→ WHAT TO PRODUCE: Copy out everything from the line that contains "Each instance of the dry" down to the line that contains "pixel 50 70", including both of those lines, without changing anything.

→ GIVEN DATA:
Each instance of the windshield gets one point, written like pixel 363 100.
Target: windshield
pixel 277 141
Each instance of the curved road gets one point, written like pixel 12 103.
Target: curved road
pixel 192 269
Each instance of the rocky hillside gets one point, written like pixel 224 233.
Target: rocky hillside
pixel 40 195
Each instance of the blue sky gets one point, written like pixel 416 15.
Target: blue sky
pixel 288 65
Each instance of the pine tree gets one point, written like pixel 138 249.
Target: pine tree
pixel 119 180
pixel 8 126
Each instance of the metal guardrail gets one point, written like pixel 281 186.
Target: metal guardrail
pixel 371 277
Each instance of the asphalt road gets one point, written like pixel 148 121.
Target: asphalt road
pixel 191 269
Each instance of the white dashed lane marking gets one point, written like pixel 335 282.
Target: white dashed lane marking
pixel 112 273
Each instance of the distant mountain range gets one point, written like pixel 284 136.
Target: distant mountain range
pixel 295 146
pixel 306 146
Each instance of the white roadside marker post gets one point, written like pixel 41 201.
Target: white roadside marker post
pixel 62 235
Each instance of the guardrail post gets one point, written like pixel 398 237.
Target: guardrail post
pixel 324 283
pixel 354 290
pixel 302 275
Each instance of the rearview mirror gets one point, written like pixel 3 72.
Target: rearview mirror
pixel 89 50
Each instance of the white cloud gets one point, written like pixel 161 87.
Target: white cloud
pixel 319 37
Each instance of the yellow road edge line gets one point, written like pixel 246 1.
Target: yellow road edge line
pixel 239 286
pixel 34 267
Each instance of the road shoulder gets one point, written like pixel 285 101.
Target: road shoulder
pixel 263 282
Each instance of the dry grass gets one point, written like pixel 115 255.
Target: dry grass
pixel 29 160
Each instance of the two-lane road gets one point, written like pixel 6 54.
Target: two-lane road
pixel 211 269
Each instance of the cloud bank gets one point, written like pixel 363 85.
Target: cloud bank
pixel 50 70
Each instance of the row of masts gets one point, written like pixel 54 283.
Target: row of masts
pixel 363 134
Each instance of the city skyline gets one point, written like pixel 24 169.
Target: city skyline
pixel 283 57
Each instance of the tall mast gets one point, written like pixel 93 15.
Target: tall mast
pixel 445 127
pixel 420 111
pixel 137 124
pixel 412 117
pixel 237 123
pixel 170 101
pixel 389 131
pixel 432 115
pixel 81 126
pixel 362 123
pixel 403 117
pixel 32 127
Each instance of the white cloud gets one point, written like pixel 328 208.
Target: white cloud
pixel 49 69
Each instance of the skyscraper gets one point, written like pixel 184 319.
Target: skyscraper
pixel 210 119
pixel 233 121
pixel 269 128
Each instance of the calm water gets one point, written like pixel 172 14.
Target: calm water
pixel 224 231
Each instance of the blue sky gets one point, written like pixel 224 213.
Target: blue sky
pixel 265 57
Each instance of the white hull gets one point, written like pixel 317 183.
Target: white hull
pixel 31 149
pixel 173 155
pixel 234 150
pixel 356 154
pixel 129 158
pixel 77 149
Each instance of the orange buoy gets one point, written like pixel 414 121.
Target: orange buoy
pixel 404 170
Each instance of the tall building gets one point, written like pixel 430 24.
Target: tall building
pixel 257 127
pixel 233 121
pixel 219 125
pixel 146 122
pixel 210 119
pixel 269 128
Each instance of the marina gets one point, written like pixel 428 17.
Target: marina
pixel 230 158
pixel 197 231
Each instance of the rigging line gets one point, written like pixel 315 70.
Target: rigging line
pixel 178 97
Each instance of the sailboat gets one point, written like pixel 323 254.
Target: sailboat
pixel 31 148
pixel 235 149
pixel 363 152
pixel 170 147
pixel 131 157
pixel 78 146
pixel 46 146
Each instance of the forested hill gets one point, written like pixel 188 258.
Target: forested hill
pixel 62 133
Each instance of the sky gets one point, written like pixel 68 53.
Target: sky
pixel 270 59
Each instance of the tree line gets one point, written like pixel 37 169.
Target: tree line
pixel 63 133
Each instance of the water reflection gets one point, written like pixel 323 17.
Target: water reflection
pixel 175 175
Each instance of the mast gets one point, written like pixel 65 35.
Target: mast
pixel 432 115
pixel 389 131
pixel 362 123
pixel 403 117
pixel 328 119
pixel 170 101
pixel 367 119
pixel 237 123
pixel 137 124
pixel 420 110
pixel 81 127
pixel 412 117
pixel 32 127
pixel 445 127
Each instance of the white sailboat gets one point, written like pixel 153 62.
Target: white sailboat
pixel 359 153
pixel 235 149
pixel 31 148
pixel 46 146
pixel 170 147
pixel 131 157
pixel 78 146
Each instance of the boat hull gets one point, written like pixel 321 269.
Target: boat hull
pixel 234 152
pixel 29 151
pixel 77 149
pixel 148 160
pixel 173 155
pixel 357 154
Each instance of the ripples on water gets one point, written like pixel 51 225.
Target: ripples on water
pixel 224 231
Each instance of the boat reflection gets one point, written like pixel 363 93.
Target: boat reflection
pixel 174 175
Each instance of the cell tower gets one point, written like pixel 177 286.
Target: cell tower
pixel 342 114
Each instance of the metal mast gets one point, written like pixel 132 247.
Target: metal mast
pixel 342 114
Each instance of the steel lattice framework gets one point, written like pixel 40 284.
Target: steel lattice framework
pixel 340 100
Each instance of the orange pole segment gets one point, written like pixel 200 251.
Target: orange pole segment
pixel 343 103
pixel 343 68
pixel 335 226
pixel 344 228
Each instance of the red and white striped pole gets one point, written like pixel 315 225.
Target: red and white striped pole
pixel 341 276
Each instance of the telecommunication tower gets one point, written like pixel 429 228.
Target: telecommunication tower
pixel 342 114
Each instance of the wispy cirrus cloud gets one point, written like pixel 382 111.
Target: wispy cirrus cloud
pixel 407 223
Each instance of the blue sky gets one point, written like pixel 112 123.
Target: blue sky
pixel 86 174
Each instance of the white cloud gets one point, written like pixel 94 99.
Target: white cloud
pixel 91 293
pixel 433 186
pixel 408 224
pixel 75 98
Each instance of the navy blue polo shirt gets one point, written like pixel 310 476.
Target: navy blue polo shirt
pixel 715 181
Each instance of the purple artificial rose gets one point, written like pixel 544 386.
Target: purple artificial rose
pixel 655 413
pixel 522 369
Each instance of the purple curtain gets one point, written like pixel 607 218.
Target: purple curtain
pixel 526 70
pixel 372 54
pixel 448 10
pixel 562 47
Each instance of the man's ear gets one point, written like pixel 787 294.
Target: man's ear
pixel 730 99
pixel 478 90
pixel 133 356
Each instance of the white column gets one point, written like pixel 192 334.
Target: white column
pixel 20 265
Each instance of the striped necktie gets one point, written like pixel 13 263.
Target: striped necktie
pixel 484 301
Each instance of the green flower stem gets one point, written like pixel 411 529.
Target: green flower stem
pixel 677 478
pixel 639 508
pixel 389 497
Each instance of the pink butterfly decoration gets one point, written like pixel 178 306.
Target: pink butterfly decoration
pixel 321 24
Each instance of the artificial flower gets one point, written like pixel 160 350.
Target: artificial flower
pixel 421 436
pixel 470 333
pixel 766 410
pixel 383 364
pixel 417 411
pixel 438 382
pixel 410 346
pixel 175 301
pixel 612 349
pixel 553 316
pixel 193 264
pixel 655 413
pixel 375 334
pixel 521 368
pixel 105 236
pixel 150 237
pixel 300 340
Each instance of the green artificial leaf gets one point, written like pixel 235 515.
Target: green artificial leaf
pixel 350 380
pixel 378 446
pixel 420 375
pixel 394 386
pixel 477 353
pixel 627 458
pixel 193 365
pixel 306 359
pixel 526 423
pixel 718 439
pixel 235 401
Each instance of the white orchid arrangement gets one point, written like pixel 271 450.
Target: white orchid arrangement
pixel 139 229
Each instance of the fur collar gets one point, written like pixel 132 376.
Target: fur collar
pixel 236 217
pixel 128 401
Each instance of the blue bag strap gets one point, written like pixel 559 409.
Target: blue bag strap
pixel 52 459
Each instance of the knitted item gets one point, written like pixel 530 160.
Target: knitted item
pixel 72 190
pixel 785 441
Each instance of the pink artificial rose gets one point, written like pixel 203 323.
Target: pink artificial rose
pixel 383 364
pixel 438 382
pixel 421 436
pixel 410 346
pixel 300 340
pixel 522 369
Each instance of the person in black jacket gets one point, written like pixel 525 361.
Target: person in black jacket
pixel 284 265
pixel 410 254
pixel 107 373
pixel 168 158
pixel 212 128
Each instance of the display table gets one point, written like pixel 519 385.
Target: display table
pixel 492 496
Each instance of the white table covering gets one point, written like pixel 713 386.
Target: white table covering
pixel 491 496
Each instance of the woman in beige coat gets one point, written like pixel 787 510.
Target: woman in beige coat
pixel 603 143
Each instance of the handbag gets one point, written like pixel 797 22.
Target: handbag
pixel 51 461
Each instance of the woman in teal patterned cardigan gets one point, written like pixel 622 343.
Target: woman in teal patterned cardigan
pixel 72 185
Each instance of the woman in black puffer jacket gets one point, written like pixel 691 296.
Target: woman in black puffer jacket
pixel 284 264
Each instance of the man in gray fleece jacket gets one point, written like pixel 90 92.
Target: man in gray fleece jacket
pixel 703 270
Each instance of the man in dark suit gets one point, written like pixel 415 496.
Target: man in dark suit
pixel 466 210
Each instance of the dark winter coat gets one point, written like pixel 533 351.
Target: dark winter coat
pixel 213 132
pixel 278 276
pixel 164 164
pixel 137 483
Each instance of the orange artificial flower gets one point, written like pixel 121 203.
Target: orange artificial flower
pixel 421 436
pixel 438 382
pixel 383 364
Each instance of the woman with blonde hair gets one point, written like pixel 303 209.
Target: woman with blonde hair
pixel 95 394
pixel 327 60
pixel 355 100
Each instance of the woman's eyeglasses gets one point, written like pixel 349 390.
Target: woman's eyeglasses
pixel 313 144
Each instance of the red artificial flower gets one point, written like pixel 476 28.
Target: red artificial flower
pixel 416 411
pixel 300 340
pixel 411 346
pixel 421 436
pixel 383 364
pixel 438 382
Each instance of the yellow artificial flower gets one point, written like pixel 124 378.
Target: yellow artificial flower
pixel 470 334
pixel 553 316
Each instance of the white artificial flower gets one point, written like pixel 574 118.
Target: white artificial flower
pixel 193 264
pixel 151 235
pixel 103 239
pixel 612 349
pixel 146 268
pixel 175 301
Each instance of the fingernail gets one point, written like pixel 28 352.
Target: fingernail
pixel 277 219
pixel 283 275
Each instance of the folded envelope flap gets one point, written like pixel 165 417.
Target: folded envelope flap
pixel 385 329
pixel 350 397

→ WRITTEN ANSWER:
Each instance of the dry grass gets one point, written like pixel 115 255.
Target: dry grass
pixel 29 160
Each instance of the two-lane road gets one point, written like pixel 6 54.
Target: two-lane road
pixel 211 269
Each instance of the cloud bank gets one point, written like pixel 363 85.
Target: cloud bank
pixel 50 70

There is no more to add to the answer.